Written task –
Edit the NFT forum thread by giving again the part starting with "Liberally every usecase" and going on through "a ponzy scheme.", with "storefront" replaced by "marketplace".

Given passage –
To be fair, this person may not know those particulars, and may just defending the company based on their treatment of him.
Which is like the unfortunate behaviour you often see in response to the #metoo movement, for example. "He can't be an abuser, he didn't abuse me!"

It's fallacious reasoning. If you don't know all the details, you ought not be inserting yourself into the discussion like that.
 

theliel

Explorer
I imagine it didn't. But I came here to talk about my experiences and goals. Our business model, as much as we released is explained on our website, you know, as every company does. Go ahead and ask Crawford, Mearls, or Bulmahn about the business models of their companies and watch them give you the same reaction. I'm a designer. That's what I do.
Then you're the wrong person to try to defend the company, because no one really cares about another heartbreaker, the question is about what, exactly, an NFT provides that a standard centralized hosted database does not and so far none of the 'gaming nfts' has provided an answer.

Because as The Line Goes Up points out, an NFT is just a token, and in order to accept the token a project has to built a token accepting machine. But that token, and the associated proof of ownership, could simply be stored in a centralized database because the company accepting the token has to keep everything associated with it in a database already for it to be used.

Liberally every usecase for NFTs is adding mountains of complexity and failurepoints for 0 value-add for a company unless that company is either running the exchange [which you could do with a standard digital storefront & ecommerce backend, taking a larger vig because you're not paying Gas] or a ponzy scheme.

It's not surprising that a tech company doesn't pay a pittance, and compared to TTRPG positions Jr. Q&A posts are unbelievably well compensated in comparison, so it's no surprise that working for a tech company making an RPG isn't awful.

That doesn't answer the inherent question "Why?" and the marketing materials on the website fail to address foundational questions about the usecase and value add of the NFT, especially in this situation.
 

Fanaelialae

Legend
Which is like the unfortunate behaviour you often see in response to the #metoo movement, for example. "He can't be an abuser, he didn't abuse me!"

It's fallacious reasoning. If you don't know all the details, you ought not be inserting yourself into the discussion like that.
It's selling NFTs, not rape. And from my reading of his post, I didn't see him saying that they CAN'T be running a scam, just that everything he's seen has been above board, which is fair.

I mean, none of us know all the details. If that's the minimum necessary criteria to participate in this thread, then none of us should be discussing this.

Does that mean that I think this NFT business is a good idea? No. Do I think it's a scam? I'm certainly wary of it. But I think he has as much of a right (if not more) as anyone to participate in this discussion and share his side.
 

Mallus

Legend
Another potential benefit of this endeavor: Dan Olson's "level goes up" video.

Also, since some (lucky) people are making money now from NFT's made from literally anything, why not grab a few of your old character sheets, mint them on OpenSea, and roll the proverbial (percentile) dice?

Then go back to playing tabletop RPGs online using Rol20 or Zoom or the any of the services sane people use.

Supplied information –
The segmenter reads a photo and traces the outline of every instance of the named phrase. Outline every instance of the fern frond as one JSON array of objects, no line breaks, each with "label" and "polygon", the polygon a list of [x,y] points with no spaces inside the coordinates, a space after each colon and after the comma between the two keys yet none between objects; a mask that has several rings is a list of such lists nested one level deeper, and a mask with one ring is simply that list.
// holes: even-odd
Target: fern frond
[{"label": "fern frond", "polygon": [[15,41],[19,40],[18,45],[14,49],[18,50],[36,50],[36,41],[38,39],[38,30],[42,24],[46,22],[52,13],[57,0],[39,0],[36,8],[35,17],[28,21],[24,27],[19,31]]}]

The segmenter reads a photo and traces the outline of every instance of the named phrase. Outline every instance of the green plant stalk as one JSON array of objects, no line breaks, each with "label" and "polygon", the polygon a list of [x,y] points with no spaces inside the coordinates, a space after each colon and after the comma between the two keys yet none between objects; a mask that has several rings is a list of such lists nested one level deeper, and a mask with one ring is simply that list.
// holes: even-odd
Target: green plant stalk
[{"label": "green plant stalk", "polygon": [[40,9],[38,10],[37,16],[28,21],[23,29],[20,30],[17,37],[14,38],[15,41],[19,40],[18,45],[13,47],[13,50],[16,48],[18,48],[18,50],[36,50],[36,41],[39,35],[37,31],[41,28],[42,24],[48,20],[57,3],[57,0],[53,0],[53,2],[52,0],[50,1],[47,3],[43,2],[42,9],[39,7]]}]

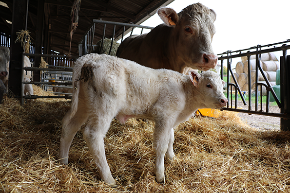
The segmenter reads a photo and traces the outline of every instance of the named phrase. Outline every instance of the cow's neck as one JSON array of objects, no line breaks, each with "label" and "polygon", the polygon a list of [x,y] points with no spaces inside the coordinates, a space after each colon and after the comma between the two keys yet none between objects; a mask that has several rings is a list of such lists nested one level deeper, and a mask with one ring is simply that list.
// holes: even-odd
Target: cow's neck
[{"label": "cow's neck", "polygon": [[[164,24],[155,28],[156,30],[154,29],[146,37],[151,41],[145,41],[152,54],[148,56],[148,58],[151,58],[151,62],[158,64],[157,66],[162,68],[182,73],[186,65],[176,53],[176,49],[178,48],[176,47],[175,38],[173,37],[174,29]],[[155,56],[152,57],[153,55]]]}]

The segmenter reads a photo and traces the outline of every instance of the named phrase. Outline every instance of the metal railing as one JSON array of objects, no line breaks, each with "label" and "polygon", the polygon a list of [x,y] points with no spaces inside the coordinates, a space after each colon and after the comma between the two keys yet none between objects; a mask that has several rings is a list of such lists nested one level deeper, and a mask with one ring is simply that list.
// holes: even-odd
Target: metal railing
[{"label": "metal railing", "polygon": [[[227,95],[229,102],[227,107],[222,108],[223,110],[236,111],[238,112],[246,113],[249,114],[257,114],[264,116],[280,117],[281,120],[284,120],[283,122],[289,123],[290,121],[290,103],[288,102],[290,98],[290,95],[288,93],[288,90],[290,89],[290,82],[287,78],[289,76],[289,59],[287,57],[287,51],[290,49],[290,40],[286,41],[278,42],[275,44],[269,44],[265,46],[257,45],[254,47],[249,49],[238,50],[236,51],[228,51],[223,53],[218,54],[220,56],[218,60],[220,61],[222,73],[221,76],[222,79],[223,79],[223,68],[225,63],[227,67],[227,80],[228,86],[227,87],[226,93]],[[277,51],[282,51],[282,55],[280,58],[280,73],[281,73],[281,100],[279,100],[276,94],[276,93],[273,89],[267,76],[265,74],[265,71],[261,66],[261,55],[263,53],[270,53]],[[250,56],[251,55],[255,55],[255,76],[254,87],[252,87],[251,79],[251,60]],[[238,84],[238,81],[235,78],[233,69],[232,67],[232,59],[240,57],[246,56],[248,60],[248,82],[249,83],[248,91],[248,104],[245,99],[244,93],[241,90],[241,87]],[[258,73],[259,72],[263,76],[265,83],[259,82]],[[230,82],[230,76],[232,78],[233,81]],[[233,82],[233,83],[232,83]],[[263,107],[265,106],[263,104],[262,101],[262,87],[266,88],[266,107],[263,109]],[[252,109],[251,93],[254,91],[255,103],[254,108]],[[260,92],[258,90],[260,90]],[[260,92],[260,95],[259,95]],[[272,94],[275,102],[277,103],[278,106],[281,109],[280,113],[269,112],[269,98],[270,93]],[[237,108],[237,97],[238,95],[241,97],[243,104],[245,105],[248,105],[247,109],[240,109]],[[233,99],[233,98],[234,99]],[[260,108],[258,108],[259,101],[258,98],[260,98]],[[233,105],[233,101],[234,101],[234,105]],[[264,106],[265,107],[265,106]],[[288,126],[288,124],[289,124]],[[281,129],[285,127],[288,127],[290,129],[290,123],[286,123],[286,125],[282,125],[281,123]]]},{"label": "metal railing", "polygon": [[[101,43],[101,47],[100,50],[102,50],[104,39],[106,37],[106,29],[107,25],[111,25],[113,26],[113,34],[110,35],[108,36],[111,39],[111,46],[110,48],[110,51],[109,54],[111,54],[112,51],[112,48],[113,45],[113,41],[115,40],[121,39],[121,41],[123,41],[124,35],[126,35],[126,32],[131,31],[131,35],[133,34],[133,30],[135,28],[141,28],[141,34],[143,32],[144,29],[148,29],[152,30],[154,28],[153,27],[145,26],[139,25],[132,24],[130,23],[120,23],[117,22],[113,22],[108,21],[103,21],[99,19],[93,19],[93,23],[91,25],[91,26],[89,28],[89,29],[87,31],[85,35],[83,36],[82,39],[80,40],[78,44],[78,53],[79,56],[82,56],[87,53],[90,53],[92,52],[92,48],[94,45],[94,37],[95,36],[95,28],[96,25],[103,24],[103,34],[102,36],[102,42]],[[121,34],[119,35],[119,33],[116,33],[116,26],[121,27]],[[126,31],[126,28],[127,31]]]}]

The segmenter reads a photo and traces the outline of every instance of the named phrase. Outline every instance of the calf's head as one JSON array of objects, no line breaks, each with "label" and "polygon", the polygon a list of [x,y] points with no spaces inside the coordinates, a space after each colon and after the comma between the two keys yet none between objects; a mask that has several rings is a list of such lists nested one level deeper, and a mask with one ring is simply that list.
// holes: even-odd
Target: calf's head
[{"label": "calf's head", "polygon": [[188,74],[193,85],[198,88],[198,100],[204,106],[220,108],[227,105],[228,99],[223,93],[226,83],[217,73],[209,70],[199,74],[196,71],[190,70]]},{"label": "calf's head", "polygon": [[8,75],[7,65],[9,61],[10,51],[8,47],[0,46],[0,76]]},{"label": "calf's head", "polygon": [[217,56],[212,47],[215,33],[216,14],[201,3],[189,5],[177,14],[162,8],[158,14],[168,26],[174,28],[172,36],[174,48],[188,67],[207,70],[216,66]]}]

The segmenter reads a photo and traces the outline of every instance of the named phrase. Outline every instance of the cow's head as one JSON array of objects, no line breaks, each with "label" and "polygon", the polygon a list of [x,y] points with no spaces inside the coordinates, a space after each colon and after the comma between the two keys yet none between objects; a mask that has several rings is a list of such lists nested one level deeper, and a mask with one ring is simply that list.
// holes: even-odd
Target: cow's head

Complete output –
Liberally every usecase for NFTs is adding mountains of complexity and failurepoints for 0 value-add for a company unless that company is either running the exchange [which you could do with a standard digital marketplace & ecommerce backend, taking a larger vig because you're not paying Gas] or a ponzy scheme.